**Task to complete:**
Give the number of lines in the records below that contain the word "sample". State only that number.

══ Information shown

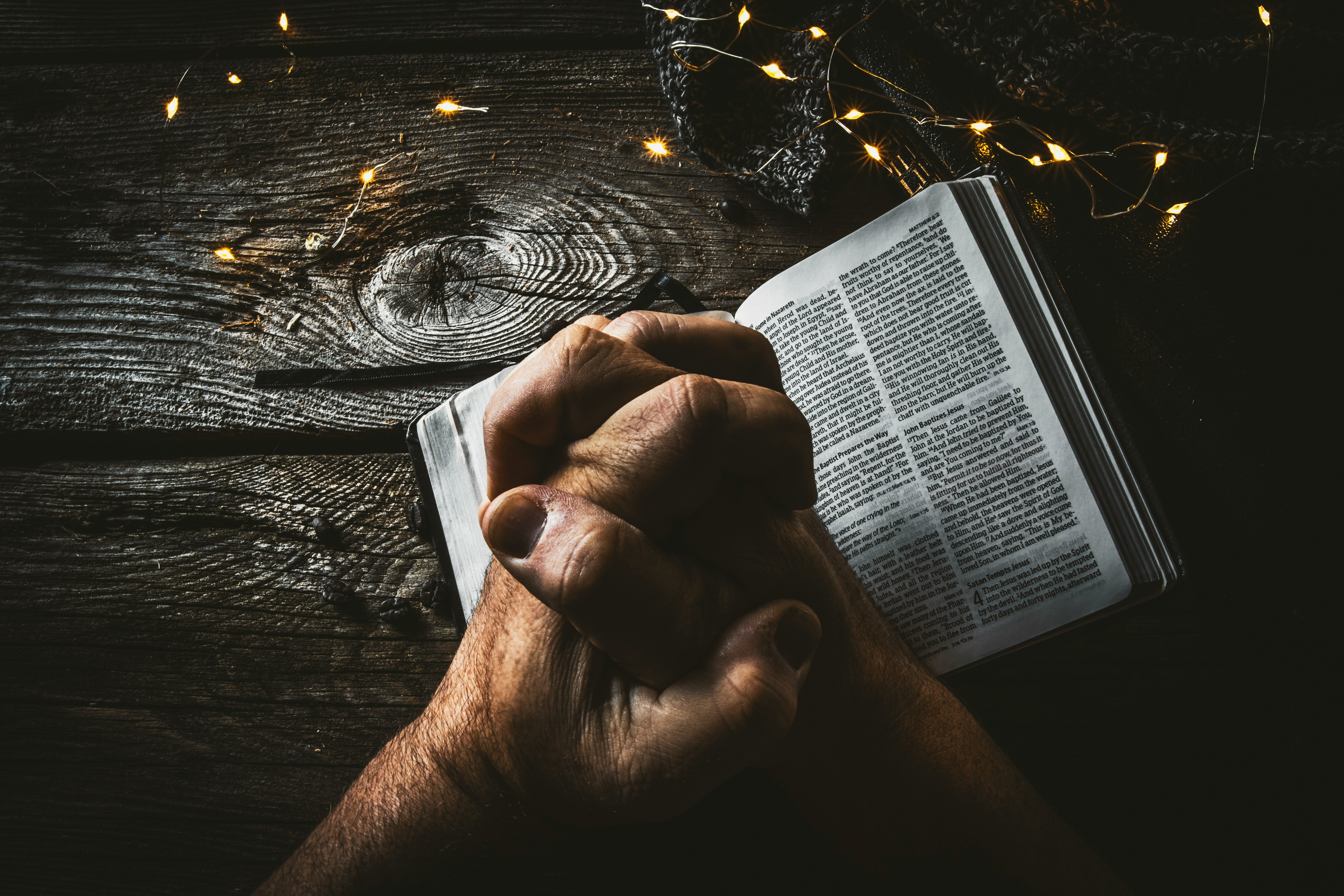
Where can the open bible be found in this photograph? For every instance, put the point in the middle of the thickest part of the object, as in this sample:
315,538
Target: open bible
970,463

════
══ Information shown

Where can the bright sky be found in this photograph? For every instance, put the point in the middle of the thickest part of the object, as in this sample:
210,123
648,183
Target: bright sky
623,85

════

**Task result:**
2